Assignment:
Would you count how many lines of the entries below include the word "bracelet"? Give nothing but the number.

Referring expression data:

+===+

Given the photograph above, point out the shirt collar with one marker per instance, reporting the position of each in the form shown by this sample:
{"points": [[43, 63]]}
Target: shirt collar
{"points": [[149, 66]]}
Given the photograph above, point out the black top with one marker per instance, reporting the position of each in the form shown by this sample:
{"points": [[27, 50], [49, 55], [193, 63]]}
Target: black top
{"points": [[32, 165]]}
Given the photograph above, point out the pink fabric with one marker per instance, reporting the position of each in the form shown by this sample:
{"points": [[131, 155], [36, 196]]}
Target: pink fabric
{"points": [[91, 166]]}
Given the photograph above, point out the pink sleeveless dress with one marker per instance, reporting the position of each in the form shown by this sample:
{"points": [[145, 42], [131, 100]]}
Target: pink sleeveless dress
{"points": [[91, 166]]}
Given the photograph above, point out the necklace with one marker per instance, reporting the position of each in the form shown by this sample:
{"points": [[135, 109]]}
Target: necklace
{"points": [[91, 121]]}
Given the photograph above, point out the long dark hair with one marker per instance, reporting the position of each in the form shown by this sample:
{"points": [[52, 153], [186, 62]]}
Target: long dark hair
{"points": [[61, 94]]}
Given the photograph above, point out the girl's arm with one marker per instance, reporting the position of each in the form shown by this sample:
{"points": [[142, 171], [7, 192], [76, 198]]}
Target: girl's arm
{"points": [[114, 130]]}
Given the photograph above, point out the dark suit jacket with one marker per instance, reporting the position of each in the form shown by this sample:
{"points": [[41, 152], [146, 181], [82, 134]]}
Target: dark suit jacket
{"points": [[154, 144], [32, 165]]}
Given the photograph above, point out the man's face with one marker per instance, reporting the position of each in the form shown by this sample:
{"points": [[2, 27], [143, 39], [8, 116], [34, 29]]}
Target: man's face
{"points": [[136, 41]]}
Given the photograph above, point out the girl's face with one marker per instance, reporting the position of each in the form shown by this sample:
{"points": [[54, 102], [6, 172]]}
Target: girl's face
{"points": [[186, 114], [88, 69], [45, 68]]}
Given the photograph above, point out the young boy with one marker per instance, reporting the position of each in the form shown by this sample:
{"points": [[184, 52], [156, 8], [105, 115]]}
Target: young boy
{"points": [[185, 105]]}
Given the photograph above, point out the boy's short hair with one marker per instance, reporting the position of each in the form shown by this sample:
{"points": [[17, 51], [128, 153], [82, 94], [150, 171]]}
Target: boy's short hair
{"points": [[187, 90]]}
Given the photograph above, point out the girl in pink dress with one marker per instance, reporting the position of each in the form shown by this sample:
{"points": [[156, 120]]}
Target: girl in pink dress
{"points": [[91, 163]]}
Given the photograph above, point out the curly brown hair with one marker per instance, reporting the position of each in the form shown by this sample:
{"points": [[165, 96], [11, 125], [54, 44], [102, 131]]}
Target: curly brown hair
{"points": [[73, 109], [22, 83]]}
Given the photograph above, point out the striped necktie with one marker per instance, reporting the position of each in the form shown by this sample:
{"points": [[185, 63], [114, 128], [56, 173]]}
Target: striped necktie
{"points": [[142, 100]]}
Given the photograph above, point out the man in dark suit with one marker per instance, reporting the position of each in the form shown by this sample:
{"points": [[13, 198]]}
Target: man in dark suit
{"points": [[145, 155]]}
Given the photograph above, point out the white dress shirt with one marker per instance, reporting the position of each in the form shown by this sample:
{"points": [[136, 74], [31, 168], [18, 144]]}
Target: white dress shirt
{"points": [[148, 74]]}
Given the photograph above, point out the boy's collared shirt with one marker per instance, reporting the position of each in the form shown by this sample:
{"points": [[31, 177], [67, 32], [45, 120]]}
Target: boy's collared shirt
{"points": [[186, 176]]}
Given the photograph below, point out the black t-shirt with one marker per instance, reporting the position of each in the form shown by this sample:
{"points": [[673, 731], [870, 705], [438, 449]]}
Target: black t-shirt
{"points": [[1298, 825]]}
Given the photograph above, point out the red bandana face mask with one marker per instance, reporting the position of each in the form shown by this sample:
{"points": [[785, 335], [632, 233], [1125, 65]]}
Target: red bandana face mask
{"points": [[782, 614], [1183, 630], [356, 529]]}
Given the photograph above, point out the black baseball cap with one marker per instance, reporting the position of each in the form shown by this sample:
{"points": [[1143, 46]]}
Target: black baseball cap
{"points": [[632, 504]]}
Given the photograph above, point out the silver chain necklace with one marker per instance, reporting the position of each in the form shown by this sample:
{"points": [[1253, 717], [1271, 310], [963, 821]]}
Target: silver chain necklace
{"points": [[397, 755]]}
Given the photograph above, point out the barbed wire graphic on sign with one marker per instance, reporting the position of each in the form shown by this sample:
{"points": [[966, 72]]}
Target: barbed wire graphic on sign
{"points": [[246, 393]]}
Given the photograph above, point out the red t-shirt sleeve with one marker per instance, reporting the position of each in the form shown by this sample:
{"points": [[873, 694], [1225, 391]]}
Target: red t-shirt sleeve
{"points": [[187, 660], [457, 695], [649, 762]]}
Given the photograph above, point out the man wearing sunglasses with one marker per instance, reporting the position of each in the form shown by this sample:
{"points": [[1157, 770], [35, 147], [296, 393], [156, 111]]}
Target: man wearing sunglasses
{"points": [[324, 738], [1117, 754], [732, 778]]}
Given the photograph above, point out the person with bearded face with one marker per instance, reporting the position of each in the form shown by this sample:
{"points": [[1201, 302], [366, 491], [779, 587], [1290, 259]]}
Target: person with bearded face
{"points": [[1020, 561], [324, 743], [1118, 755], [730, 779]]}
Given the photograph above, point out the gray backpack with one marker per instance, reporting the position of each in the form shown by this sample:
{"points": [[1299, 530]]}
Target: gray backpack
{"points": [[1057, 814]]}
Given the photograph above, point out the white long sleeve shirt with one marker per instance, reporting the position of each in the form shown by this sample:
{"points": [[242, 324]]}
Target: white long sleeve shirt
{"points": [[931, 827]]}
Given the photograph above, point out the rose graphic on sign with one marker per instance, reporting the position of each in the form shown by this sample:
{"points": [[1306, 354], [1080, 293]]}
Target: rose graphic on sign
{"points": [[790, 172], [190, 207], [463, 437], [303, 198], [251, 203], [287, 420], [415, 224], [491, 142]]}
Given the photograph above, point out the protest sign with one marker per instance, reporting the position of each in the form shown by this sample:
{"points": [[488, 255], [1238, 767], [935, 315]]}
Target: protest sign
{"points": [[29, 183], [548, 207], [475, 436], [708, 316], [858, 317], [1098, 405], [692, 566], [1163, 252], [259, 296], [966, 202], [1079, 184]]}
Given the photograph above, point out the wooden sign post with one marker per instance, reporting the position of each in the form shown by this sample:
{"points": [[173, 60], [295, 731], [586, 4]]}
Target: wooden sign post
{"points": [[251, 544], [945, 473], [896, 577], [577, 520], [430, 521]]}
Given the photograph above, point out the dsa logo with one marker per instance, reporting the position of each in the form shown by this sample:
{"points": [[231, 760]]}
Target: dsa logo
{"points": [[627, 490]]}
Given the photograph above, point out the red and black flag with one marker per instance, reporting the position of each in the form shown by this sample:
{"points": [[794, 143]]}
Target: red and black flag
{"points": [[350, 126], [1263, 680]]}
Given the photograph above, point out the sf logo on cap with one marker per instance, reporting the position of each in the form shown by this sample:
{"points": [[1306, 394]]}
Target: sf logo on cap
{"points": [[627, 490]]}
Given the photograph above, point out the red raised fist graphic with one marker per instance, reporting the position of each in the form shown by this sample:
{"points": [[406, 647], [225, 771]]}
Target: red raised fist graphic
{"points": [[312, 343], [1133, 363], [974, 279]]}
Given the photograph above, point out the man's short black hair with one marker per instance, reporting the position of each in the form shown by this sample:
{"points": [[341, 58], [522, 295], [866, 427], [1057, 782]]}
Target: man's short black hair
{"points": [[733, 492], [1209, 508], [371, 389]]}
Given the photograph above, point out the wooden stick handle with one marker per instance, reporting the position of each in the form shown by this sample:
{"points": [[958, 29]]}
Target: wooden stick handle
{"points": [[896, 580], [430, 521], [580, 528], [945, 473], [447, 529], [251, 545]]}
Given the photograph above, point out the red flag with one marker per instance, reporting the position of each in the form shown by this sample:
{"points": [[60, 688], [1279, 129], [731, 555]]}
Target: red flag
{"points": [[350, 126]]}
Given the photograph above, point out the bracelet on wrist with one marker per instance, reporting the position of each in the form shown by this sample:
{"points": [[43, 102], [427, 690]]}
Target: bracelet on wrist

+===+

Written solution:
2